Each line below should be quoted exactly, please.

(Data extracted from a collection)
━━━━━━
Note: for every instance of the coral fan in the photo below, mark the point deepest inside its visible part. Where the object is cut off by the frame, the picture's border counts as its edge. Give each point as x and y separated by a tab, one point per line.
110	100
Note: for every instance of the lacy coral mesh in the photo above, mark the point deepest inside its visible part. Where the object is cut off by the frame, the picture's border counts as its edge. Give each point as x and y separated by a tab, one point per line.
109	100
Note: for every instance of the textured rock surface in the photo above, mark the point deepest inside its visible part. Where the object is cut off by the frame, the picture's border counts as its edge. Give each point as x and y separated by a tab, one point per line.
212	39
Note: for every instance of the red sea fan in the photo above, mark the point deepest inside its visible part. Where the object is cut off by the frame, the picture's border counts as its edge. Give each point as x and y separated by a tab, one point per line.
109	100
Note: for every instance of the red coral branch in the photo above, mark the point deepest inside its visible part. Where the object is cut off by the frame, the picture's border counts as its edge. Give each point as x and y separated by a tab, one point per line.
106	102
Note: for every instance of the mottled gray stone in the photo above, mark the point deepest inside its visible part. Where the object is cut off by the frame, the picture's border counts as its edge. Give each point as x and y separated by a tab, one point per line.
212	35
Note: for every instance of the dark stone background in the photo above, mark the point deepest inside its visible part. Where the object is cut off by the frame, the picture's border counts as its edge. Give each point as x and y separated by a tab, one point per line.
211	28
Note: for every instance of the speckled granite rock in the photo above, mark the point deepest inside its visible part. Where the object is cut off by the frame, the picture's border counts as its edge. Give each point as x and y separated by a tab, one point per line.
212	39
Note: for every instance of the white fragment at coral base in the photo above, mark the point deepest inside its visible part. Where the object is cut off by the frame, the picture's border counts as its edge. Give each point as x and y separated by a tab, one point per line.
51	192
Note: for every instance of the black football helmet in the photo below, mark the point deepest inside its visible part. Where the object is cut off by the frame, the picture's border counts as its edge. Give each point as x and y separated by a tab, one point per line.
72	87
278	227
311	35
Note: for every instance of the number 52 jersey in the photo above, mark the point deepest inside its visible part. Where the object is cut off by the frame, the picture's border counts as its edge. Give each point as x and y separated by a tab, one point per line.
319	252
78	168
━━━━━━
Response below
Note: for every instance of the coral fan in the photo below, mark the point deepest inside its visible part. Where the object is cut off by the frame, the picture's border counts as its edge. Give each point as x and y separated by a tab, one point per line.
110	100
Note: for every instance of the lacy coral mesh in the photo above, mark the point deepest inside its visible part. Where the object is cut off by the frame, the picture's border counts as its edge. Give each point as x and y separated by a tab, one point per line.
109	100
Note: for every instance of the textured rock surface in the photo above, mark the point deepest inside its visible part. Where the object is cut off by the frame, the picture's border counts as its edge. Give each point as x and y separated by a tab, one point per line.
212	39
Note: for every instance of the red sea fan in the photo above, mark the point deepest inside its visible part. Where the object is cut off by the frame, the picture's border counts as its edge. Give each point as x and y separated by a tab, one point per line.
109	100
Note: for every instance of the red coral branch in the photo above, mark the point deepest inside its visible part. Where the object is cut off by the frame, the picture's border counts as its edge. Give each point as x and y separated by a tab, one point per line.
106	102
Note: for every instance of the mottled gray stone in the photo above, mark the point deepest inside its visible part. Where the object is cut off by the frame, the picture's border counts as its edge. Give each point as x and y separated by a tab, one point per line.
212	35
Note: for every instance of the dark stone background in the photo above, mark the point deepest inside its visible part. Where the object is cut off by the frame, the picture's border counts as its edge. Give each point as x and y separated by a tab, one point per line.
211	28
Note: for every instance of the speckled granite rock in the photo above, mark the point deepest inside its visible part. Where the object is cut off by the frame, the picture's border counts as its edge. Give each point as x and y separated by a tab, one point per line.
212	39
Note: for every instance of the white fragment at coral base in the photo above, mark the point deepest inside its visible part. Where the object is cut off by the frame, the picture's border counts as its edge. Give each point as x and y separated by a tab, one point per line.
51	192
Note: for every instance of the black football helmet in the photo below, mark the point deepest inside its visible part. Where the object is cut off by the frame, the picture's border counts as its edge. Give each point as x and y separated by a tab, one point per line.
72	87
278	227
311	35
Note: for every instance of the number 52 jersey in the photo above, mark the point deepest inside its visible part. Where the object is cut off by the frame, the picture's border counts as its edge. Give each point as x and y separated by a tab, one point per line.
319	252
78	168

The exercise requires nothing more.